▸ **待辦事項**:
(a) 請將串接資料表並繪圖的段落中這一句譯成英文:「把所有資料表串起來後畫圖,你的變數命名可能跟我不一樣!」
(b) 請從串接資料表並繪圖的段落最後一行之後接著寫下去。

▸ **給定段落**:

+---+

把所有資料表串起來後畫圖,你的變數命名可能跟我不一樣!

### your code
df_state_metric <- 
  df_gender %>% 
  left_join(df_vote, by = c("id", "geographic-area-name")) %>%
  left_join(df_race, by = c("id", "geographic-area-name")) %>% 
  left_join(df_educational_attainment, by = c("id", "geographic-area-name")) %>% 
  rename(state=2)

df_presidential_2020 <- df_vote_agg_2020 %>% left_join(df_state_metric, by = "state") %>%
  mutate(gop_change = if_else(votes_gop_per > votes_gop_per_2016, "up", "down"),
         dem_change = if_else(votes_dem_per > votes_dem_per_2016, "up", "down"))

##### Viz
df_presidential_2020 %>%
  ggplot(aes(x = education_high_gradu, y = votes_gop_per, color = gop_change)) +
  geom_point() +
  theme_bw() +
  scale_x_continuous(labels = scales::percent) +
  scale_y_continuous(labels = scales::percent)

+---+

(物件位置資料集紀錄)
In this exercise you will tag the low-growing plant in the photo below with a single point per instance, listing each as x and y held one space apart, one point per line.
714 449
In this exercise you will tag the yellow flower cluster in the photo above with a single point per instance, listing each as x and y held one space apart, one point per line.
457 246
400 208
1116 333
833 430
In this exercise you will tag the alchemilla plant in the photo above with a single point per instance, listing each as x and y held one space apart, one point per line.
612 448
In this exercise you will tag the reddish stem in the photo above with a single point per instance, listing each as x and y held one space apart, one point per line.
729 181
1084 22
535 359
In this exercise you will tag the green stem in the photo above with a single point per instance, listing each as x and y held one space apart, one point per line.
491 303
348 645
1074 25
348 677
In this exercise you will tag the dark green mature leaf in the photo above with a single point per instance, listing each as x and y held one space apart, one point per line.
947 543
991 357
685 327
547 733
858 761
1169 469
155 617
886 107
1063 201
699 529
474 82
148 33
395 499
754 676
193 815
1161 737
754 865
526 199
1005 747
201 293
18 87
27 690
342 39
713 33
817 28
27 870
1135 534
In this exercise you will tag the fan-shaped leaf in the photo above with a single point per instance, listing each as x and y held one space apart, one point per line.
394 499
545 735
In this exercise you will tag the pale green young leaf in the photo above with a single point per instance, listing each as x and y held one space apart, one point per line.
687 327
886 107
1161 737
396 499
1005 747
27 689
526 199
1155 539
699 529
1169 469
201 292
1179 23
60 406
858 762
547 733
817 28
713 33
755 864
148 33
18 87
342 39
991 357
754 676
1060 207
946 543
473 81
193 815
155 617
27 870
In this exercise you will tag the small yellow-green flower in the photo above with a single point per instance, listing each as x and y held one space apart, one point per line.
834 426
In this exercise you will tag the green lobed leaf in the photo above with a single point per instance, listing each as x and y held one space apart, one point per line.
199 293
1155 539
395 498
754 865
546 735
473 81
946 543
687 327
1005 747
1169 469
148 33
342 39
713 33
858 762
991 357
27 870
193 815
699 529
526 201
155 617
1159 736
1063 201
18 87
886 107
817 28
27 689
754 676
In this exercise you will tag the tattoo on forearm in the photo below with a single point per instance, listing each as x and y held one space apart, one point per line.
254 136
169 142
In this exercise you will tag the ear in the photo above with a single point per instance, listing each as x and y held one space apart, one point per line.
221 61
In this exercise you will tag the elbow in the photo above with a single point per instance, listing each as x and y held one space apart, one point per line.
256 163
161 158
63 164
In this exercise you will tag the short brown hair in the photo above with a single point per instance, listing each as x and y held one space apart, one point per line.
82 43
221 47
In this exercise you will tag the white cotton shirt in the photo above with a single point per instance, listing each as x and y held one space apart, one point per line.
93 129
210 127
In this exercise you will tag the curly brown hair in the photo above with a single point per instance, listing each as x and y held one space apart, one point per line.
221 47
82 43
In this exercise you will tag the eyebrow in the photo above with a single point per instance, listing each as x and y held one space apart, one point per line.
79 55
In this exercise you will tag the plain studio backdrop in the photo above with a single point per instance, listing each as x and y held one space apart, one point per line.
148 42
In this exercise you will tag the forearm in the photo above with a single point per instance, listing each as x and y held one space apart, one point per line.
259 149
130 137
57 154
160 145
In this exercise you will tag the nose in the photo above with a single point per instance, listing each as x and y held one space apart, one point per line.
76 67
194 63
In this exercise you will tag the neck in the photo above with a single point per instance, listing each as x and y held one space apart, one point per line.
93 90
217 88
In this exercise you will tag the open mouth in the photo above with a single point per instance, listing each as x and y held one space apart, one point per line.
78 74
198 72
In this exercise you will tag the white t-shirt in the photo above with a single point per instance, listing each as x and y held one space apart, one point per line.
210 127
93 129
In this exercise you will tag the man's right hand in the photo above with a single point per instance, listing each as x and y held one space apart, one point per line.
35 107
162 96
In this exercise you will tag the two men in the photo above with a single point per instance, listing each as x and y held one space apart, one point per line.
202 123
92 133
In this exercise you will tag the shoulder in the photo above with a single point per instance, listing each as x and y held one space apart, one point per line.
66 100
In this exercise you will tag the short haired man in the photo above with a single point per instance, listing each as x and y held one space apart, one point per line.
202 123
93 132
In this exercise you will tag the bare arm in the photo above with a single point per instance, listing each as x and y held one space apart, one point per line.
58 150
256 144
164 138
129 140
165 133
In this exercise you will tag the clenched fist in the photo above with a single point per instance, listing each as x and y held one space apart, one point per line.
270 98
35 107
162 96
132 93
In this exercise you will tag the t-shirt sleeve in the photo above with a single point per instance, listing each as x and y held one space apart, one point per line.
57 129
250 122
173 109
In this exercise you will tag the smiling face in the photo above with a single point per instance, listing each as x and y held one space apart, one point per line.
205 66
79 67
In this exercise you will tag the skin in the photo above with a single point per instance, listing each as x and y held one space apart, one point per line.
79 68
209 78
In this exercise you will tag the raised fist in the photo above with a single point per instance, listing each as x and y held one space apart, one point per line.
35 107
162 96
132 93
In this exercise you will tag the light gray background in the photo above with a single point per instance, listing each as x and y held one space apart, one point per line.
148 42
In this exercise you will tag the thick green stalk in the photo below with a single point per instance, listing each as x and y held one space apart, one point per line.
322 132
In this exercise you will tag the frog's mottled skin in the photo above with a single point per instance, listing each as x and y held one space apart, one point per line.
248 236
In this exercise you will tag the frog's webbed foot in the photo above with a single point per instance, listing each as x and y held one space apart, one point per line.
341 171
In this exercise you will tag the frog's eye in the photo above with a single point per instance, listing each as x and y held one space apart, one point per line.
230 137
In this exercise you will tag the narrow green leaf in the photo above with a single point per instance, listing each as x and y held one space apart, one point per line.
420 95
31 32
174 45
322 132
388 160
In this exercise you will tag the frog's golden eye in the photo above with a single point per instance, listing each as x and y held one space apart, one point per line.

+---+

▸ **任務解答**:
(a) Join all the data tables together and then plot; your variable names may be different from mine!

(b)
df_presidential_2020 %>%
  ggplot(aes(x = per_m, y = votes_gop_per)) +
  geom_point() +
  theme_bw() +
  scale_x_continuous(labels = scales::percent) +
  scale_y_continuous(labels = scales::percent)

df_presidential_2020 %>%
  ggplot(aes(x = race_one_asian, y = votes_gop_per)) +
  geom_point() +
  theme_bw() +
  scale_x_continuous(labels = scales::percent) +
  scale_y_continuous(labels = scales::percent)